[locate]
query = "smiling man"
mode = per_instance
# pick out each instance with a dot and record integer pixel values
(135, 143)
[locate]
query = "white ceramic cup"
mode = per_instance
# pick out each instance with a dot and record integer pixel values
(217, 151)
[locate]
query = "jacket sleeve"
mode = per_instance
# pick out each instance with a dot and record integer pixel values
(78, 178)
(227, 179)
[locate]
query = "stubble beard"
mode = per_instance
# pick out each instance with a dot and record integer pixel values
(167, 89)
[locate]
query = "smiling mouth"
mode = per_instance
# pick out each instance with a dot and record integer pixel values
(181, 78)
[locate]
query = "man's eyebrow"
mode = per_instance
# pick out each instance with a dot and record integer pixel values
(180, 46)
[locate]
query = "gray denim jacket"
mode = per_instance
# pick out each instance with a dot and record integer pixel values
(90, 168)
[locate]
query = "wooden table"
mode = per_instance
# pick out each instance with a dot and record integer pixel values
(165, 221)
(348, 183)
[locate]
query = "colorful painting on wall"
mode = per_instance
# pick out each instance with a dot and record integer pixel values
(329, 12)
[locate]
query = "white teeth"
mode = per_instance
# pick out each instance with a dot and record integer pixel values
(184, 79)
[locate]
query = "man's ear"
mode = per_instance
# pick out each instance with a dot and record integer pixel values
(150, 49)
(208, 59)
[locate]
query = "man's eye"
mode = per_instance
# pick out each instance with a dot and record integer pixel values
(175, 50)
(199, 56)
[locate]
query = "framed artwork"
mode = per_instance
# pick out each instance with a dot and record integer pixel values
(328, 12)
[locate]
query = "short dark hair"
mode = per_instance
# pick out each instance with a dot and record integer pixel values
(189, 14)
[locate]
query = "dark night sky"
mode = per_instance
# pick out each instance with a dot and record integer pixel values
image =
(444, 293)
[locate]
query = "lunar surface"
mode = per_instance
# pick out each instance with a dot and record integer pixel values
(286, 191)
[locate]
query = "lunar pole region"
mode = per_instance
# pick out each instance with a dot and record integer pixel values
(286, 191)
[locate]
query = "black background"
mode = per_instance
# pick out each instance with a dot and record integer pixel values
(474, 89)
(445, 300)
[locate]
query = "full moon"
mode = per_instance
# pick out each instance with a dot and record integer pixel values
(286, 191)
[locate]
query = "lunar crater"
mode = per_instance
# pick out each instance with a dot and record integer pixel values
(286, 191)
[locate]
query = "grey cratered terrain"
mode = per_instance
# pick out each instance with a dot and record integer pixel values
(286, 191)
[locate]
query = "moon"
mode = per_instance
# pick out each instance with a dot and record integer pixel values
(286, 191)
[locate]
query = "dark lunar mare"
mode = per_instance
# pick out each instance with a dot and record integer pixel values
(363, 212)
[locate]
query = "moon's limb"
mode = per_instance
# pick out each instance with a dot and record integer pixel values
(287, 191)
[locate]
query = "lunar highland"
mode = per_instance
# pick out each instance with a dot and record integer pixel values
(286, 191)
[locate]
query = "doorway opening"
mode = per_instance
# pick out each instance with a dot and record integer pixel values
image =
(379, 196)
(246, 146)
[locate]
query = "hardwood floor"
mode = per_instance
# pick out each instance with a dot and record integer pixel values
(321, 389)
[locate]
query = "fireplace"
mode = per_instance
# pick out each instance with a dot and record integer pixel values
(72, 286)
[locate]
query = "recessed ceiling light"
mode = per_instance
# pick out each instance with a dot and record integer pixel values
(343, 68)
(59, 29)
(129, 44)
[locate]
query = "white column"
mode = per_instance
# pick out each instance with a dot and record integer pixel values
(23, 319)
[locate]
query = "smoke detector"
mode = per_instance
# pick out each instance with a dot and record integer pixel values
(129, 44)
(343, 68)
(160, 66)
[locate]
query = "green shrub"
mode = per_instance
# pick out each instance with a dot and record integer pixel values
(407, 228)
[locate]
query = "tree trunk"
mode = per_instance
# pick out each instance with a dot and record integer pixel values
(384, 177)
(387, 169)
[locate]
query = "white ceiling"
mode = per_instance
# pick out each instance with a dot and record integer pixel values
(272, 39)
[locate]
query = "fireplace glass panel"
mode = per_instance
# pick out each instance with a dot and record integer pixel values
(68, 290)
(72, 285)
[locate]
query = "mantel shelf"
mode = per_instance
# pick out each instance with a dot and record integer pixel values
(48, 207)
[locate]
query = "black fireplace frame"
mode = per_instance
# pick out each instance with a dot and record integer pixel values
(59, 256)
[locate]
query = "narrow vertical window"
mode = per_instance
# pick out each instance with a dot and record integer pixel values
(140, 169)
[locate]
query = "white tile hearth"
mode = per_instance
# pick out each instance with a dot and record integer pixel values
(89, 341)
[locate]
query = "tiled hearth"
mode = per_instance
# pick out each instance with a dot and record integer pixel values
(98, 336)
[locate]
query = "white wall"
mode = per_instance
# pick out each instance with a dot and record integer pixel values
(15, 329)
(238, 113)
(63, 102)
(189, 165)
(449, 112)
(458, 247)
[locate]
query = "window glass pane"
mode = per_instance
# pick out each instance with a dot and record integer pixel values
________
# Exercise task:
Print the material above once more, exactly.

# Result below:
[locate]
query = "smiling man"
mode = per_instance
# pick out each instance with a dot and record integer pixel values
(135, 143)
[locate]
query = "white ceramic cup"
mode = per_instance
# pick out each instance with a dot and record integer pixel values
(217, 151)
[locate]
query = "jacket sleeve"
mode = per_instance
# pick out each instance with a dot and record integer pixel values
(78, 178)
(227, 179)
[locate]
query = "stubble beard"
mode = per_instance
# pick out each instance with a dot and record integer pixel values
(167, 89)
[locate]
query = "smiling mouth"
mode = per_instance
# pick out each instance with a dot and record integer pixel values
(181, 78)
[locate]
query = "man's eyebrow"
mode = per_instance
# pick out each instance with a dot and record integer pixel values
(180, 46)
[locate]
query = "gray denim jacket"
mode = per_instance
# pick out each instance with a dot and record integer pixel values
(90, 168)
[locate]
query = "wooden table"
mode = per_instance
# pick out each instance with a dot and record integer pixel values
(165, 221)
(348, 183)
[locate]
query = "colorful painting on wall"
mode = per_instance
# pick out each instance with a dot and record integer pixel values
(329, 12)
[locate]
query = "white teeth"
mode = per_instance
# pick out each instance with a dot and record integer pixel values
(184, 79)
[locate]
query = "man's ear"
mode = per_instance
# pick out each instance with a dot and record integer pixel values
(150, 49)
(208, 59)
[locate]
query = "man's eye"
mode = per_instance
# pick out each instance with a dot and record integer pixel values
(175, 50)
(199, 56)
[locate]
query = "framed artwork"
mode = per_instance
# pick out each instance with a dot and record integer pixel values
(328, 12)
[locate]
query = "short dark hair"
mode = per_instance
# pick out each instance with a dot and record integer pixel values
(189, 14)
[locate]
query = "dark night sky"
mode = per_instance
# pick out each instance with a dot and record integer pixel values
image =
(444, 293)
[locate]
query = "lunar surface"
mode = per_instance
# pick out each instance with a dot and record integer pixel values
(286, 191)
[locate]
query = "lunar pole region"
mode = per_instance
# pick out each instance with a dot and record integer pixel values
(286, 191)
[locate]
query = "black background"
mode = per_instance
# pick out each instance with a dot and record integer pixel values
(474, 89)
(445, 300)
[locate]
query = "full moon"
mode = per_instance
# pick out each instance with a dot and record integer pixel values
(286, 191)
[locate]
query = "lunar crater"
mode = per_instance
# pick out each instance with a dot and record integer pixel values
(286, 191)
[locate]
query = "grey cratered terrain"
mode = per_instance
# pick out each instance with a dot and record integer pixel values
(286, 191)
[locate]
query = "moon"
mode = per_instance
# pick out each instance with a dot and record integer pixel values
(286, 191)
[locate]
query = "dark lunar mare"
mode = per_instance
# pick out each instance with a dot and record integer pixel values
(363, 212)
[locate]
query = "moon's limb"
mode = per_instance
# pick out each instance with a dot and record integer pixel values
(287, 191)
[locate]
query = "lunar highland"
mode = per_instance
# pick out each instance with a dot and record integer pixel values
(286, 191)
[locate]
query = "doorway opening"
mode = per_instance
# pick out each instance with a dot and record integer pixel values
image =
(379, 196)
(246, 146)
[locate]
query = "hardwood floor"
mode = per_instance
# pick out each instance with a dot and record integer pixel values
(321, 389)
[locate]
query = "fireplace"
mode = per_instance
# pick out each instance with a dot and record integer pixel values
(72, 286)
[locate]
query = "recessed ceiling light"
mode = per_instance
# pick out each instance with a dot and record integer pixel values
(343, 68)
(59, 29)
(129, 44)
[locate]
query = "white column"
mode = per_instance
# pick out each instance with a dot and record integer pixel values
(23, 319)
[locate]
query = "smoke detector"
mode = per_instance
# pick out each instance with a dot and record integer pixel values
(129, 44)
(343, 68)
(160, 66)
[locate]
query = "green shrub"
mode = per_instance
# pick out each instance with a dot and record integer pixel values
(407, 228)
[locate]
query = "tree trunk"
mode = per_instance
# pick out each instance with a dot and record integer pixel values
(384, 177)
(387, 169)
[locate]
query = "white ceiling"
mode = per_instance
# pick out each instance with a dot and record integer pixel values
(272, 39)
[locate]
query = "fireplace glass panel"
mode = per_instance
# pick out each instance with a dot and record integer pixel values
(68, 290)
(72, 285)
[locate]
query = "mantel shelf"
mode = per_instance
# pick out each instance with a dot and record integer pixel values
(48, 207)
[locate]
query = "black fireplace frame"
mode = per_instance
# pick out each instance with a dot and record integer pixel values
(59, 256)
[locate]
query = "narrow vertical window"
mode = per_instance
# pick out each instance with a dot and record integer pixel values
(140, 169)
[locate]
query = "white tile hearth"
mode = per_instance
# pick out each instance with a dot and record integer pixel values
(89, 341)
[locate]
query = "tiled hearth"
mode = per_instance
# pick out each instance with a dot and record integer pixel values
(98, 336)
[locate]
query = "white wall"
mode = per_instance
# pick out each instance with a dot and record integer pixel values
(15, 329)
(238, 113)
(63, 102)
(189, 165)
(449, 112)
(458, 247)
[locate]
query = "window glass pane"
mode = per_instance
# pick out each instance with a dot and record integer pixel values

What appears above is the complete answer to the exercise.